**Exercise goal:** In the herbicide safety text, what temperature should you aim for when applying herbicides?

BEGIN Source passage

Even when the weeds in your yard are out of control, herbicide safety should be your priority. It’s an effective means of controlling weed growth, but several risks are involved.
For instance, too much or too little may be ineffective and harm you, your family, or your garden. Besides, it may cost even more in the long run.
There are many types of herbicides that work well, but you need to adopt the following safety practices when using them:
1. Read the label
Herbicides contain different materials that are so potent that the Environment Protection Agency must regulate them. And when you’re using them, it’s best to adhere to any special instructions on the label.
2. Get familiar with the toxicity signal word
The toxicity signal word determines how potent an herbicide is. There are three signal options – “Caution,” which means only a bit toxic. “Warning” means it’s averagely toxic, and “Danger,” which is very dangerous.
3. Understand how they’re applied
The mode of application will help you better understand how to prevent accidents. They’re made in liquid form, granules, or even gel and can be spot-applied or spread around the garden.
The latter is called a broadcast application and should be done uniformly to prevent a buildup of chemicals in a spot. And when dealing with spot applications, we recommend getting familiar with the weeds to avoid making mistakes.
4. Use the ideal amount
You put yourself and your family at risk when you don’t use the ideal amount. Using too much isn’t just wasteful but may cause the weeds to develop a resistance to the herbicide. So, pay attention to the application instructions and follow them carefully.
5. Pay attention to the weather
The ideal weather for applying herbicides is when the atmosphere is calm and not-so-windy or sunny. Target a temperature of sixty-five degrees, and use when the wind cannot blow the droplets away.
Besides, higher temperatures may reduce the potency of the chemicals.
6. Wear protective gear
This is a no-brainer. You should always wear protective gear when applying herbicides to your garden. Protect yourself with eyewear, gloves, and protective clothing.
It’s also best to wash your hands thoroughly after applying herbicides.
7. Watch out for signs of exposure
If you’re guilty of herbicide poisoning, some of the symptoms you’ll experience are irritation of the eyes, skin, and other affected areas. Contact your healthcare provider immediate.
And you can be safer by researching the possible side effects of the herbicide before using it. That way, you’ll be better prepared for remedies if the need arises.
8. Keep away from children
Herbicides are very dangerous. Even the least potent ones are dangerous for around children. Additionally, keep them away from the garden for at least twenty-four hours after application.
9. Don’t mix chemicals together
Avoid mixing chemicals together because it increases the toxicity levels. However, when your garden has varying herbicide requirements, it may be better to seek the advice of a professional.
10. Store properly
Herbicides should be left in their original packaging. They shouldn’t be in extreme temperatures either, to avoid losing their efficiency.

END Source passage
BEGIN Excerpted data

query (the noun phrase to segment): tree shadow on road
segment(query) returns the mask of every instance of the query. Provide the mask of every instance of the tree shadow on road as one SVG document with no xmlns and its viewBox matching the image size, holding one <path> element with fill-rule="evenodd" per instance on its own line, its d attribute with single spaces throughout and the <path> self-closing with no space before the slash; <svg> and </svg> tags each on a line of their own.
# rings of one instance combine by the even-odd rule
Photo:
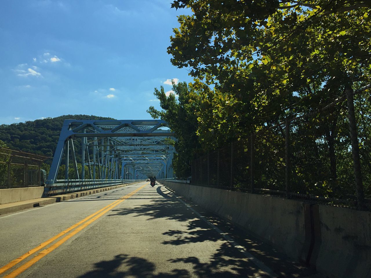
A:
<svg viewBox="0 0 371 278">
<path fill-rule="evenodd" d="M 174 245 L 174 248 L 181 248 L 181 246 L 184 244 L 207 242 L 216 242 L 220 241 L 219 247 L 207 261 L 204 261 L 197 256 L 198 251 L 202 253 L 202 250 L 198 251 L 193 254 L 187 254 L 188 257 L 174 258 L 169 260 L 168 261 L 175 264 L 174 266 L 181 266 L 183 265 L 184 267 L 186 264 L 188 265 L 188 267 L 186 268 L 186 269 L 183 269 L 183 267 L 178 268 L 174 269 L 170 274 L 162 274 L 162 276 L 153 274 L 153 271 L 151 270 L 152 269 L 151 268 L 154 267 L 152 263 L 142 258 L 129 258 L 126 255 L 127 257 L 123 258 L 122 264 L 127 264 L 128 262 L 130 261 L 134 264 L 140 263 L 143 266 L 138 270 L 139 274 L 137 276 L 135 276 L 136 274 L 131 275 L 134 277 L 145 278 L 175 277 L 182 278 L 188 277 L 199 278 L 268 277 L 260 271 L 255 265 L 249 261 L 242 252 L 224 240 L 210 225 L 178 201 L 170 191 L 166 189 L 163 190 L 164 188 L 158 186 L 156 188 L 157 193 L 163 198 L 154 199 L 149 204 L 114 209 L 109 216 L 146 216 L 148 217 L 147 220 L 163 218 L 181 221 L 184 222 L 182 225 L 184 227 L 185 225 L 186 226 L 186 229 L 170 229 L 163 233 L 163 235 L 169 236 L 169 240 L 163 241 L 163 244 Z M 307 277 L 307 275 L 309 276 L 315 272 L 313 270 L 303 267 L 300 264 L 293 263 L 291 260 L 275 250 L 272 246 L 256 239 L 245 231 L 233 226 L 220 218 L 205 211 L 197 206 L 194 206 L 204 216 L 207 216 L 208 220 L 218 228 L 223 229 L 224 227 L 223 232 L 229 234 L 232 234 L 234 236 L 235 235 L 234 237 L 237 239 L 239 244 L 243 245 L 247 251 L 269 266 L 279 277 L 287 278 Z M 134 264 L 129 267 L 133 271 L 135 269 Z M 127 266 L 129 267 L 128 265 Z M 191 273 L 189 272 L 190 269 L 192 269 Z M 171 276 L 175 274 L 176 276 Z M 123 275 L 122 273 L 120 275 Z M 101 277 L 106 277 L 96 276 Z M 115 278 L 125 276 L 106 277 Z"/>
<path fill-rule="evenodd" d="M 155 274 L 156 267 L 145 259 L 131 257 L 125 254 L 115 256 L 111 261 L 102 261 L 94 264 L 95 269 L 78 278 L 188 278 L 191 277 L 185 269 L 173 269 L 170 273 Z"/>
</svg>

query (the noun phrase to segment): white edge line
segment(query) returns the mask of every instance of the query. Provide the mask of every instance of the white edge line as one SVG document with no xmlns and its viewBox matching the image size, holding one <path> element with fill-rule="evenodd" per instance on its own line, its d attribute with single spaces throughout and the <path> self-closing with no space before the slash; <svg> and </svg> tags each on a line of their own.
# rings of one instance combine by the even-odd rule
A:
<svg viewBox="0 0 371 278">
<path fill-rule="evenodd" d="M 120 188 L 125 188 L 125 187 L 127 187 L 128 186 L 122 186 L 121 187 L 119 187 L 118 188 L 115 188 L 115 189 L 119 189 Z M 108 190 L 107 191 L 111 191 L 110 190 Z M 105 191 L 104 191 L 104 192 L 105 192 Z M 103 192 L 99 192 L 99 193 L 103 193 Z M 91 195 L 95 195 L 95 194 L 91 194 L 90 195 L 85 195 L 85 196 L 83 196 L 82 197 L 79 197 L 79 198 L 84 198 L 86 197 L 89 197 L 89 196 L 90 196 Z M 97 195 L 98 195 L 98 194 L 97 195 Z M 52 198 L 53 197 L 52 196 L 52 197 L 50 197 L 50 198 Z M 74 199 L 75 199 L 75 198 L 74 198 L 73 199 L 70 199 L 69 200 L 66 200 L 65 201 L 63 201 L 62 202 L 56 202 L 55 203 L 53 203 L 47 204 L 46 205 L 45 205 L 44 206 L 42 206 L 38 207 L 37 208 L 34 208 L 31 209 L 27 209 L 27 210 L 24 210 L 23 211 L 20 211 L 19 212 L 16 212 L 16 213 L 14 213 L 14 214 L 12 214 L 12 213 L 10 212 L 10 213 L 12 214 L 8 214 L 7 215 L 5 215 L 5 216 L 1 216 L 1 215 L 0 215 L 0 219 L 1 219 L 1 218 L 4 218 L 6 217 L 9 217 L 9 216 L 12 216 L 12 215 L 15 215 L 16 214 L 23 214 L 24 212 L 27 212 L 31 211 L 33 211 L 33 210 L 34 210 L 35 209 L 42 209 L 42 208 L 46 208 L 47 206 L 50 206 L 53 205 L 56 205 L 56 204 L 59 204 L 59 203 L 65 203 L 66 202 L 68 202 L 69 201 L 70 201 L 71 200 L 73 200 Z"/>
<path fill-rule="evenodd" d="M 37 208 L 35 208 L 31 209 L 24 210 L 23 211 L 20 211 L 19 212 L 16 212 L 15 214 L 9 214 L 7 215 L 5 215 L 5 216 L 1 216 L 1 215 L 0 215 L 0 219 L 1 219 L 1 218 L 4 218 L 6 217 L 7 217 L 8 216 L 12 216 L 12 215 L 15 215 L 16 214 L 23 214 L 24 212 L 27 212 L 29 211 L 33 211 L 35 210 L 35 209 L 41 209 L 43 208 L 46 208 L 47 206 L 49 207 L 50 206 L 52 206 L 53 205 L 57 205 L 57 204 L 59 203 L 62 203 L 63 202 L 57 202 L 55 203 L 53 203 L 47 204 L 44 206 L 39 206 L 37 207 Z M 11 212 L 10 213 L 11 213 Z"/>
<path fill-rule="evenodd" d="M 166 186 L 166 185 L 165 186 L 168 189 L 170 189 L 168 188 L 167 186 Z M 171 189 L 171 191 L 174 192 L 174 191 Z M 263 271 L 267 273 L 267 274 L 269 275 L 269 277 L 271 277 L 271 278 L 278 278 L 278 275 L 275 273 L 272 269 L 265 265 L 263 262 L 254 257 L 250 253 L 246 250 L 246 249 L 244 247 L 239 245 L 237 242 L 236 242 L 236 241 L 233 240 L 230 236 L 226 235 L 222 231 L 220 230 L 219 228 L 217 228 L 215 225 L 209 221 L 208 220 L 206 217 L 200 214 L 200 213 L 196 211 L 192 207 L 192 206 L 186 203 L 183 200 L 181 199 L 177 195 L 175 195 L 175 193 L 174 194 L 174 195 L 176 197 L 177 199 L 183 203 L 183 205 L 189 208 L 193 212 L 198 216 L 200 219 L 202 219 L 205 222 L 207 223 L 209 226 L 215 230 L 226 240 L 232 244 L 233 247 L 243 254 L 243 255 L 245 255 L 245 257 L 252 262 L 256 265 L 259 267 L 261 270 L 262 270 Z"/>
</svg>

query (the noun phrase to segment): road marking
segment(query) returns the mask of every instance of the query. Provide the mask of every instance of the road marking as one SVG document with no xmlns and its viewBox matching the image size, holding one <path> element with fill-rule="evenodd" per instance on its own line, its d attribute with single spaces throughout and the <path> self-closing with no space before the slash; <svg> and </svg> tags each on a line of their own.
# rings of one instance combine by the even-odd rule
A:
<svg viewBox="0 0 371 278">
<path fill-rule="evenodd" d="M 227 241 L 231 245 L 237 249 L 239 251 L 243 254 L 243 255 L 245 255 L 245 257 L 252 262 L 256 266 L 259 267 L 261 270 L 262 270 L 263 271 L 267 273 L 267 274 L 271 278 L 278 278 L 278 275 L 275 273 L 272 269 L 265 265 L 263 262 L 254 257 L 251 254 L 251 253 L 250 253 L 246 249 L 246 248 L 244 247 L 243 246 L 241 246 L 239 245 L 236 241 L 233 240 L 232 238 L 226 234 L 226 233 L 221 231 L 221 230 L 217 228 L 215 225 L 210 222 L 206 219 L 206 217 L 205 217 L 205 216 L 201 215 L 191 206 L 186 203 L 177 195 L 175 195 L 175 192 L 173 190 L 171 189 L 171 188 L 169 188 L 168 187 L 167 187 L 167 186 L 166 186 L 166 188 L 168 188 L 168 189 L 169 189 L 171 191 L 174 193 L 174 195 L 176 197 L 176 199 L 177 200 L 180 201 L 182 203 L 183 203 L 183 205 L 189 208 L 195 214 L 196 214 L 196 215 L 198 216 L 200 219 L 203 220 L 211 228 L 221 235 L 224 238 L 224 239 Z"/>
<path fill-rule="evenodd" d="M 13 267 L 13 266 L 14 266 L 14 265 L 15 265 L 16 264 L 17 264 L 18 263 L 22 261 L 24 259 L 26 259 L 26 258 L 27 258 L 27 257 L 29 257 L 30 255 L 32 255 L 32 254 L 34 254 L 34 253 L 37 252 L 39 250 L 40 250 L 40 249 L 42 249 L 42 248 L 43 248 L 45 246 L 46 246 L 47 245 L 48 245 L 50 243 L 52 243 L 52 242 L 53 242 L 53 241 L 55 241 L 56 239 L 57 239 L 60 238 L 61 236 L 62 236 L 65 235 L 66 234 L 67 234 L 69 232 L 70 232 L 72 230 L 73 230 L 74 229 L 75 229 L 75 228 L 76 228 L 76 227 L 77 227 L 78 226 L 79 226 L 79 225 L 80 225 L 81 224 L 82 224 L 83 223 L 85 222 L 86 222 L 86 221 L 88 221 L 88 222 L 86 222 L 86 223 L 85 223 L 85 224 L 84 224 L 83 225 L 82 225 L 82 226 L 80 226 L 80 227 L 79 227 L 78 228 L 77 228 L 77 229 L 75 229 L 74 231 L 73 231 L 72 232 L 70 233 L 70 234 L 69 234 L 68 235 L 67 235 L 65 236 L 64 238 L 62 238 L 58 242 L 57 242 L 56 243 L 55 243 L 54 245 L 52 245 L 51 246 L 50 246 L 49 248 L 46 248 L 46 249 L 45 249 L 44 250 L 43 250 L 41 252 L 40 252 L 40 253 L 39 253 L 39 254 L 38 255 L 37 255 L 35 257 L 34 257 L 33 259 L 32 259 L 30 261 L 29 261 L 29 262 L 27 262 L 27 263 L 26 263 L 24 264 L 23 265 L 21 266 L 21 267 L 20 267 L 19 268 L 17 268 L 17 269 L 16 269 L 14 271 L 12 272 L 11 272 L 11 273 L 10 273 L 9 274 L 8 274 L 7 275 L 6 275 L 5 277 L 16 277 L 16 276 L 17 276 L 17 275 L 19 275 L 19 274 L 20 274 L 20 273 L 21 273 L 22 272 L 23 272 L 23 271 L 24 271 L 24 270 L 25 270 L 26 269 L 27 269 L 29 267 L 30 267 L 31 265 L 32 265 L 35 262 L 37 262 L 37 261 L 39 261 L 39 260 L 42 258 L 44 256 L 45 256 L 45 255 L 46 255 L 47 254 L 49 254 L 49 253 L 50 253 L 50 252 L 51 252 L 53 250 L 54 250 L 57 247 L 58 247 L 58 246 L 59 246 L 59 245 L 60 245 L 62 243 L 63 243 L 66 240 L 67 240 L 68 239 L 68 238 L 70 238 L 71 236 L 72 236 L 73 235 L 74 235 L 76 234 L 77 234 L 78 232 L 80 231 L 81 231 L 84 228 L 85 228 L 85 227 L 86 227 L 86 226 L 87 226 L 88 225 L 89 225 L 89 224 L 90 224 L 91 223 L 92 223 L 92 222 L 93 222 L 94 221 L 95 221 L 95 220 L 96 220 L 97 219 L 98 219 L 99 217 L 100 217 L 101 216 L 102 216 L 105 213 L 106 213 L 106 212 L 107 212 L 108 211 L 112 209 L 112 208 L 114 208 L 115 206 L 117 206 L 120 203 L 121 203 L 122 202 L 123 202 L 124 201 L 124 200 L 125 200 L 125 199 L 127 199 L 130 196 L 131 196 L 133 195 L 134 194 L 137 192 L 139 190 L 140 190 L 140 189 L 142 189 L 142 188 L 143 187 L 144 187 L 144 186 L 145 186 L 146 185 L 143 185 L 143 186 L 141 186 L 139 188 L 138 188 L 137 189 L 135 189 L 134 191 L 132 191 L 132 192 L 131 192 L 130 193 L 129 193 L 128 194 L 127 194 L 127 195 L 125 195 L 124 196 L 123 196 L 123 197 L 121 197 L 118 200 L 116 200 L 116 201 L 115 201 L 114 202 L 112 202 L 112 203 L 111 203 L 109 204 L 109 205 L 108 205 L 104 207 L 104 208 L 101 209 L 99 210 L 96 211 L 95 212 L 94 212 L 93 214 L 92 214 L 90 215 L 89 216 L 88 216 L 85 218 L 84 218 L 83 219 L 82 219 L 81 221 L 79 221 L 76 224 L 75 224 L 72 225 L 72 226 L 71 226 L 69 228 L 68 228 L 67 229 L 66 229 L 64 231 L 63 231 L 63 232 L 61 232 L 59 234 L 58 234 L 56 235 L 55 235 L 54 236 L 53 236 L 53 237 L 51 238 L 50 238 L 49 239 L 48 239 L 46 241 L 45 241 L 44 242 L 43 242 L 41 244 L 37 247 L 36 247 L 35 248 L 34 248 L 33 249 L 32 249 L 31 250 L 30 250 L 27 253 L 25 253 L 22 256 L 21 256 L 19 258 L 17 258 L 17 259 L 15 259 L 13 260 L 13 261 L 12 261 L 11 262 L 9 262 L 9 263 L 8 263 L 7 265 L 4 265 L 4 267 L 3 267 L 1 268 L 0 268 L 0 274 L 1 274 L 4 272 L 6 271 L 7 270 L 9 269 L 10 268 Z M 95 216 L 95 217 L 94 217 L 94 216 Z M 88 221 L 88 220 L 89 220 L 89 219 L 91 219 L 91 218 L 93 218 L 92 219 L 91 219 L 90 221 Z M 77 231 L 76 232 L 75 232 L 76 230 L 77 230 Z M 70 236 L 69 236 L 70 234 L 72 234 Z M 64 240 L 65 239 L 66 237 L 68 237 L 67 238 L 66 238 L 65 240 Z M 50 250 L 50 251 L 49 251 L 49 252 L 47 252 L 47 253 L 46 253 L 42 257 L 41 257 L 40 258 L 39 258 L 39 255 L 40 255 L 40 254 L 41 254 L 42 253 L 43 253 L 43 252 L 46 252 L 46 251 L 47 251 L 48 249 L 50 249 L 50 248 L 52 248 L 56 244 L 57 244 L 59 242 L 61 242 L 60 244 L 58 244 L 57 246 L 56 246 L 54 248 L 53 248 L 51 250 Z M 36 260 L 36 261 L 34 261 L 34 262 L 33 262 L 32 264 L 30 264 L 30 262 L 33 261 L 35 261 L 35 258 L 39 258 L 37 260 Z M 26 267 L 26 268 L 24 268 L 23 267 L 25 265 L 28 265 L 28 266 L 27 267 Z M 20 269 L 21 269 L 22 270 L 22 271 L 20 271 L 20 272 L 19 270 Z M 16 274 L 15 274 L 16 273 Z M 10 276 L 9 276 L 9 275 L 10 275 Z"/>
<path fill-rule="evenodd" d="M 12 216 L 12 215 L 15 215 L 16 214 L 23 214 L 23 213 L 24 213 L 24 212 L 28 212 L 29 211 L 33 211 L 33 210 L 34 210 L 35 209 L 42 209 L 42 208 L 46 208 L 47 207 L 49 207 L 50 206 L 52 206 L 53 205 L 58 205 L 59 203 L 62 203 L 61 202 L 58 202 L 58 203 L 51 203 L 51 204 L 47 204 L 47 205 L 45 205 L 44 206 L 39 206 L 39 207 L 38 207 L 37 208 L 35 208 L 31 209 L 28 209 L 28 210 L 27 210 L 26 211 L 21 211 L 21 212 L 16 212 L 16 213 L 15 214 L 12 214 L 12 213 L 11 212 L 10 213 L 12 214 L 9 214 L 9 215 L 5 215 L 5 216 L 1 216 L 1 215 L 0 215 L 0 219 L 1 219 L 2 218 L 4 218 L 6 217 L 8 217 L 9 216 Z"/>
</svg>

END Excerpted data

**Written answer:** Sixty-five degrees.